**STUDY TEXT:**
Swarms of insects and birds behave in very similar ways to a realm of physics in which the phases of matter—solids, liquids, and gases—cease to exist. It's here, near what's known as the critical point, that very slight perturbations are able to extend instantaneously across vast collections of particles and, likewise, across entire flocks and swarms.
This revelation, which (most recently) comes courtesy of physicists based at the University of Rome, might explain a unified driving force behind a vast kingdom of seemingly disconnected biological systems.
Different materials have different phase-change diagrams (below), which are two-dimensional spaces relating the effects of temperature and pressure to a material's phase. Some region of the diagram will mark where the material is a gas, another region where it's a solid, and another where the material is a liquid. These lines are fuzzy, however, and there exist points of in-betweenness, where a material might behave as both a solid and a gas, etc.
In addition to these boundaries, there is a certain transition called the critical point. This is where both the temperature and pressure are high enough that the material doesn't really occupy a distinct phase at all. This sort of material is called supercritical and it behaves in all kinds of ways that seem just plain wrong—passing through solid materials like a gas, dissolving other materials like a liquid. A supercritical liquid can be extremely dense and heavy but still float around like a puff of smoke. Supercritical CO2, in particular, is widely used in industry.

**YOUR INSTRUCTIONS:**
Please carry on the passage on swarms and critical points, starting right after its final sentence. The material that comes next has nothing to do with the passage on swarms and critical points.

**DATA EXTRACT:**
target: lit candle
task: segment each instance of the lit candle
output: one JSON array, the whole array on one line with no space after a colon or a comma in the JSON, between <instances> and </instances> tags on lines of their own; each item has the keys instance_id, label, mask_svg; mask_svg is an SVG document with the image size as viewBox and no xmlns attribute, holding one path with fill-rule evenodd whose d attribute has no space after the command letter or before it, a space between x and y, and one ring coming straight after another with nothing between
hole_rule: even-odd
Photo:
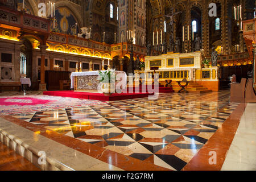
<instances>
[{"instance_id":1,"label":"lit candle","mask_svg":"<svg viewBox=\"0 0 256 182\"><path fill-rule=\"evenodd\" d=\"M105 42L105 32L103 32L103 42Z\"/></svg>"},{"instance_id":2,"label":"lit candle","mask_svg":"<svg viewBox=\"0 0 256 182\"><path fill-rule=\"evenodd\" d=\"M182 27L182 41L184 42L184 26Z\"/></svg>"},{"instance_id":3,"label":"lit candle","mask_svg":"<svg viewBox=\"0 0 256 182\"><path fill-rule=\"evenodd\" d=\"M92 28L90 27L90 30L92 29Z\"/></svg>"},{"instance_id":4,"label":"lit candle","mask_svg":"<svg viewBox=\"0 0 256 182\"><path fill-rule=\"evenodd\" d=\"M188 40L189 40L189 26L188 25Z\"/></svg>"},{"instance_id":5,"label":"lit candle","mask_svg":"<svg viewBox=\"0 0 256 182\"><path fill-rule=\"evenodd\" d=\"M156 45L158 45L158 31L156 32Z\"/></svg>"},{"instance_id":6,"label":"lit candle","mask_svg":"<svg viewBox=\"0 0 256 182\"><path fill-rule=\"evenodd\" d=\"M237 6L237 19L238 19L239 17L239 6Z\"/></svg>"},{"instance_id":7,"label":"lit candle","mask_svg":"<svg viewBox=\"0 0 256 182\"><path fill-rule=\"evenodd\" d=\"M242 6L240 5L240 19L242 19Z\"/></svg>"}]
</instances>

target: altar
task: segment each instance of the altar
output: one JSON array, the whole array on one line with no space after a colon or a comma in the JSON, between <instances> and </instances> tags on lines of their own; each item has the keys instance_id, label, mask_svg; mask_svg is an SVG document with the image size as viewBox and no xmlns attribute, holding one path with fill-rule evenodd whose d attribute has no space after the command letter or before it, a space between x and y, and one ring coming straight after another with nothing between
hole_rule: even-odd
<instances>
[{"instance_id":1,"label":"altar","mask_svg":"<svg viewBox=\"0 0 256 182\"><path fill-rule=\"evenodd\" d=\"M101 71L105 72L108 71ZM123 85L126 85L127 75L124 72L115 71L115 75L121 77L121 80L117 82L122 82ZM71 75L71 89L74 91L98 93L98 85L100 81L98 80L99 71L89 71L83 72L73 72Z\"/></svg>"}]
</instances>

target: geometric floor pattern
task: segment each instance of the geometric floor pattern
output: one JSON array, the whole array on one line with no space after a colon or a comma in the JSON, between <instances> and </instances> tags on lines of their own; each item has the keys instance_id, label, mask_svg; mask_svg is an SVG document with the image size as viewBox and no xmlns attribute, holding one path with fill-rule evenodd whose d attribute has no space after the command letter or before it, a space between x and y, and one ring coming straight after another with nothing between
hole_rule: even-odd
<instances>
[{"instance_id":1,"label":"geometric floor pattern","mask_svg":"<svg viewBox=\"0 0 256 182\"><path fill-rule=\"evenodd\" d=\"M238 104L229 92L159 94L14 117L143 161L181 170Z\"/></svg>"}]
</instances>

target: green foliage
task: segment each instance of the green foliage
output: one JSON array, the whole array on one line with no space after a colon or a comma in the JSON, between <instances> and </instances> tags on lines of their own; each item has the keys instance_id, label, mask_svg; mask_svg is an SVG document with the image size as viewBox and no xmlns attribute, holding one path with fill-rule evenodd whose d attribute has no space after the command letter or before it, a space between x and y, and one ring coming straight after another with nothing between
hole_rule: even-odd
<instances>
[{"instance_id":1,"label":"green foliage","mask_svg":"<svg viewBox=\"0 0 256 182\"><path fill-rule=\"evenodd\" d=\"M208 59L205 59L203 61L203 64L206 64L209 65L209 64L210 63L210 60Z\"/></svg>"},{"instance_id":2,"label":"green foliage","mask_svg":"<svg viewBox=\"0 0 256 182\"><path fill-rule=\"evenodd\" d=\"M114 83L115 81L115 75L114 71L107 71L106 72L102 72L99 71L99 77L98 80L100 82L103 82L104 83Z\"/></svg>"}]
</instances>

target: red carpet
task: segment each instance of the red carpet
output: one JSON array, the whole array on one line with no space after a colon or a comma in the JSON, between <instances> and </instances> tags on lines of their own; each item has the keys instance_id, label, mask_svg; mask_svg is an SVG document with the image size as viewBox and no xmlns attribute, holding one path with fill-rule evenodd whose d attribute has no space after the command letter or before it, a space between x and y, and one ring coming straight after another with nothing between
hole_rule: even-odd
<instances>
[{"instance_id":1,"label":"red carpet","mask_svg":"<svg viewBox=\"0 0 256 182\"><path fill-rule=\"evenodd\" d=\"M111 96L105 96L103 93L81 92L74 91L46 91L43 92L44 95L52 96L61 96L67 97L73 97L78 98L89 99L93 100L113 101L127 99L133 99L142 97L146 97L149 93L122 93L112 94Z\"/></svg>"}]
</instances>

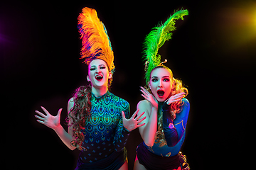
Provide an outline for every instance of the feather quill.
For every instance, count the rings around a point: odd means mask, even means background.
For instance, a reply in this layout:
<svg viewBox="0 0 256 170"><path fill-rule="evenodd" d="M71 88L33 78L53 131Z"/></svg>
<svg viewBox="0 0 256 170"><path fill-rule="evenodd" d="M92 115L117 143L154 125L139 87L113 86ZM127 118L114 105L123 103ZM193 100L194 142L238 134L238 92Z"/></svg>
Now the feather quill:
<svg viewBox="0 0 256 170"><path fill-rule="evenodd" d="M150 73L152 69L161 64L161 55L157 54L158 50L166 40L171 38L171 31L176 29L175 20L183 20L183 16L186 15L188 15L186 9L174 11L174 13L164 24L153 28L152 30L146 36L143 57L146 60L146 84L150 80Z"/></svg>
<svg viewBox="0 0 256 170"><path fill-rule="evenodd" d="M107 29L97 17L95 9L84 8L78 16L78 30L82 39L81 59L87 64L95 59L106 62L113 72L114 52Z"/></svg>

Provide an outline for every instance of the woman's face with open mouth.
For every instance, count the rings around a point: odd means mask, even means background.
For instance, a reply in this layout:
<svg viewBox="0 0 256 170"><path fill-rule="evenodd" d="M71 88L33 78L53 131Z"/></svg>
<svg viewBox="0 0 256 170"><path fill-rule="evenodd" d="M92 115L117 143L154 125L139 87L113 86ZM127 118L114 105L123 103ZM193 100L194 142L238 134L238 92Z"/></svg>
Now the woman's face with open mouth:
<svg viewBox="0 0 256 170"><path fill-rule="evenodd" d="M172 77L169 70L157 68L151 73L149 87L153 95L159 102L165 101L171 94Z"/></svg>
<svg viewBox="0 0 256 170"><path fill-rule="evenodd" d="M95 88L107 86L110 76L110 74L105 61L96 59L90 63L87 79L91 81L92 86Z"/></svg>

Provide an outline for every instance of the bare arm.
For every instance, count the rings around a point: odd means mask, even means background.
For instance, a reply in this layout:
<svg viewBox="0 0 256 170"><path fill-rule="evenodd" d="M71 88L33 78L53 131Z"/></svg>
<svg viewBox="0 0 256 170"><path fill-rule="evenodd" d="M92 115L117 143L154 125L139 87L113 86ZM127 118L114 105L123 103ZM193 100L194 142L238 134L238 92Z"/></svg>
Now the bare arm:
<svg viewBox="0 0 256 170"><path fill-rule="evenodd" d="M68 112L69 112L71 109L71 108L73 106L73 101L71 98L68 101ZM63 142L71 150L74 150L75 149L75 147L73 147L70 144L71 141L73 140L72 137L72 128L68 128L68 133L64 130L63 127L60 123L60 113L62 108L60 108L58 112L58 115L56 116L53 116L50 114L50 113L43 107L41 107L43 110L45 112L46 115L38 110L36 110L36 113L38 113L38 115L35 115L36 118L37 118L39 120L37 120L37 121L40 123L42 123L45 125L47 127L49 127L50 128L54 130L54 131L57 133L58 137L60 138L60 140L63 141Z"/></svg>

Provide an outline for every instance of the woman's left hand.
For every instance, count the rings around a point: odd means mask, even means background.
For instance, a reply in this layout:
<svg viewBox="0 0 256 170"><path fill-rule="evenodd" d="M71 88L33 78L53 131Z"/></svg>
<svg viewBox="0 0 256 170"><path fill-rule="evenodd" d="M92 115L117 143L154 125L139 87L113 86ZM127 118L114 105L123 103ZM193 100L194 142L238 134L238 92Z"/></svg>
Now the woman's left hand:
<svg viewBox="0 0 256 170"><path fill-rule="evenodd" d="M144 115L144 112L143 112L140 115L138 115L135 118L135 116L137 114L138 114L139 110L139 109L137 110L129 119L127 119L125 118L124 112L122 111L122 120L123 120L124 127L127 130L128 130L129 132L131 132L132 130L136 129L137 128L139 128L139 127L141 127L141 126L143 126L145 125L145 123L138 125L139 123L142 122L146 118L146 116L145 116L143 118L139 119Z"/></svg>

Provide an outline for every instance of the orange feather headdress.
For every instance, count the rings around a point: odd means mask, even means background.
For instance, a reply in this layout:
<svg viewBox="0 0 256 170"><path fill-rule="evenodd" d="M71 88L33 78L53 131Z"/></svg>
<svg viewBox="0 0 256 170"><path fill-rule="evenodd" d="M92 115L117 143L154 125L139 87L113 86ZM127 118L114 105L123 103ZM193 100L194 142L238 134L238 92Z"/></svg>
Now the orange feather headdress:
<svg viewBox="0 0 256 170"><path fill-rule="evenodd" d="M107 29L95 9L85 7L78 16L78 30L82 39L81 59L87 64L95 59L104 60L114 72L114 52Z"/></svg>

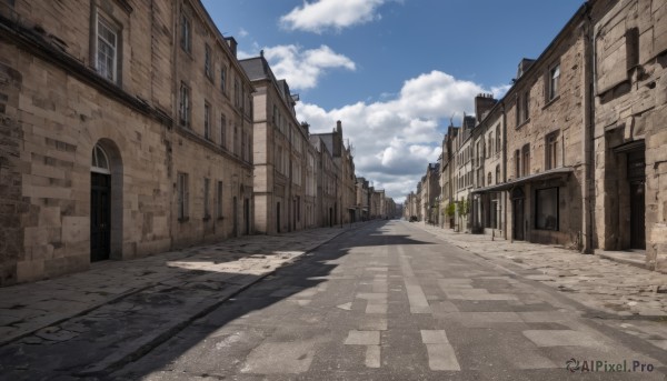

**RESPONSE TO THIS TASK:**
Materials like this experience what's called "scale-free correlation." Basically, whatever I do to one part or particle I do to the whole. If I push against a block of ice, the effect will probably be the movement of the entire block; if I push against liquid water or water vapor, not so much. In a normal liquid or gas, "here" just isn't sufficiently correlated with "there."
The Rome researchers, led by physicist Alessandro Attanasi, sought to extend this behavior to swarms of insects, building upon the promising theory—and growing body of experimental results—that suggests natural systems of all sorts behave supercritically and experience scale-free correlations. Influencing one bird or bug influences the entire swarm or flock.
The results, as summarized in an American Physical Society Viewpoint: "Attanasi et al.'s attractive message is that biological groups, such as swarms, coordinate their behavior so as to optimize the ability to react collectively (e.g., to avoid predators or to attract sexual partners). Their observations, in fact, provide stronger evidence in support of criticality in animal groups than the scale-free correlations found in more ordered groups like starling flocks."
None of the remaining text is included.